* **Extracted data**:
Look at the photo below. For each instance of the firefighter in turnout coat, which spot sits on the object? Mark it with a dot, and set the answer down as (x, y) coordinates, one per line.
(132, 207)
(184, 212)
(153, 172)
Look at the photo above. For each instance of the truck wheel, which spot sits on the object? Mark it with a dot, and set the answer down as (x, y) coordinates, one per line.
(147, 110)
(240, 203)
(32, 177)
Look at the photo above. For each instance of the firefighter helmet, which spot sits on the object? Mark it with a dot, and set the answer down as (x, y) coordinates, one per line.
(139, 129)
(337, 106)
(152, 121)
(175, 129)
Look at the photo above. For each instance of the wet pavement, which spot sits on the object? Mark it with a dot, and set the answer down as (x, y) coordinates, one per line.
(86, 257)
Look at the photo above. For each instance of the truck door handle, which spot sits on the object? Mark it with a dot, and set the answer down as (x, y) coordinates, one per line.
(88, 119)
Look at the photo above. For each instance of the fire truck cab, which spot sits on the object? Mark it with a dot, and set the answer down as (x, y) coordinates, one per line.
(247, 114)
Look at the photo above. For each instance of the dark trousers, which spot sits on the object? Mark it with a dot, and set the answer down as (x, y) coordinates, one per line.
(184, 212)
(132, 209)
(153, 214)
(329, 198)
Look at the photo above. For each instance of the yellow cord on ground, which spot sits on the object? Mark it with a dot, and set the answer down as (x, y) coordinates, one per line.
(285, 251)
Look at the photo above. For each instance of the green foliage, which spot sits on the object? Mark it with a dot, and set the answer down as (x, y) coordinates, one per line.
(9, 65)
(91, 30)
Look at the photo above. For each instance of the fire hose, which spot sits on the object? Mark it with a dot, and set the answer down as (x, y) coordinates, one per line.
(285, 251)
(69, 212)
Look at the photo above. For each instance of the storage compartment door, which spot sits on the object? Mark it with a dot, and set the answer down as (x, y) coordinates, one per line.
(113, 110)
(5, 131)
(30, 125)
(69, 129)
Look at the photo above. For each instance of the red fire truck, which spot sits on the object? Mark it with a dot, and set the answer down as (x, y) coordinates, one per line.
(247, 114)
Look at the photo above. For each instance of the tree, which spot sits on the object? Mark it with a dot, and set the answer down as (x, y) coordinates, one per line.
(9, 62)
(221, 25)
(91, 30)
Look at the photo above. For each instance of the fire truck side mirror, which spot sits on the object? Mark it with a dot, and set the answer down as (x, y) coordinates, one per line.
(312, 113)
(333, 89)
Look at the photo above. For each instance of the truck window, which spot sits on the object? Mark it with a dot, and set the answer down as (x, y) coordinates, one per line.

* **Exercise prompt**:
Give back all of the data above without any alteration.

* **Task solution**:
Look at the photo below. For each instance of the firefighter in turnout coat, which spot sits on the object? Mark it with a dot, and set the answer down as (x, y) coordinates, one per line.
(132, 207)
(184, 212)
(153, 172)
Look at the photo above. For each instance of the truck wheel, which spot sits on the object? Mark it with a dot, and set the answer down as (x, y) coordinates, one per line.
(147, 110)
(240, 203)
(32, 177)
Look at the photo above. For each instance of the firefighter helmet, which spot sits on the object? Mark it with a dot, and set the answer down as (x, y) coordinates, one per line.
(139, 129)
(337, 106)
(152, 121)
(175, 129)
Look at the photo above. For each instance of the wet pavement, which spot sits on the object? Mark it with a dot, and set the answer down as (x, y) coordinates, one per line.
(86, 257)
Look at the photo above. For each instance of the truck door handle, which spot sits on the object? Mark it with a dot, and set the answer down as (x, y) coordinates, one per line.
(88, 119)
Look at the photo above. For each instance of the fire truck cab, which spot sits on the object? Mark it with a dot, and set the answer down as (x, y) coordinates, one per line.
(247, 114)
Look at the photo above. For each instance of the dark trousers, which spot sits on the object? Mark it with a dot, and set the answer down as (x, y) coordinates, one per line.
(184, 212)
(132, 209)
(153, 214)
(329, 198)
Look at the photo above. For each instance of the yellow cord on ground, which spot sits on the object? Mark it with a dot, and set the answer down as (x, y) coordinates, one per line.
(285, 251)
Look at the photo above. For each instance of the green foliage, which spot sits on the object? Mark it with a dot, and set the answer down as (x, y) coordinates, one per line.
(9, 65)
(91, 30)
Look at the photo above. For each instance of the fire hose, which spot sits on the object? Mark it with a dot, and set the answer down as (x, y) coordinates, one per line.
(285, 251)
(69, 212)
Look at the photo above. For each instance of the storage compartment door, which spot sits on the object? Mark it with a dot, and set the answer down as (x, y) coordinates, one per line.
(113, 110)
(5, 131)
(30, 125)
(69, 129)
Look at the photo above. For each instance of the red fire truck, which spot sits on the object? Mark it with a dot, and set the answer down as (x, y) coordinates, one per line.
(247, 114)
Look at the photo above. For each instance of the tree, which spot sits on the object? Mark it with a dot, and set the answer down as (x, y) coordinates, one per line.
(9, 62)
(221, 25)
(91, 30)
Look at the photo above. For each instance of the fire truck side mirror, which spot sits on the object? Mark it with a dot, and set the answer down as (x, y) coordinates, one per line.
(312, 113)
(333, 89)
Look at the photo above. For each instance of the truck window, which spot sits on the object? Mark it with a dot, and set the answer down as (x, y) coordinates, one per line.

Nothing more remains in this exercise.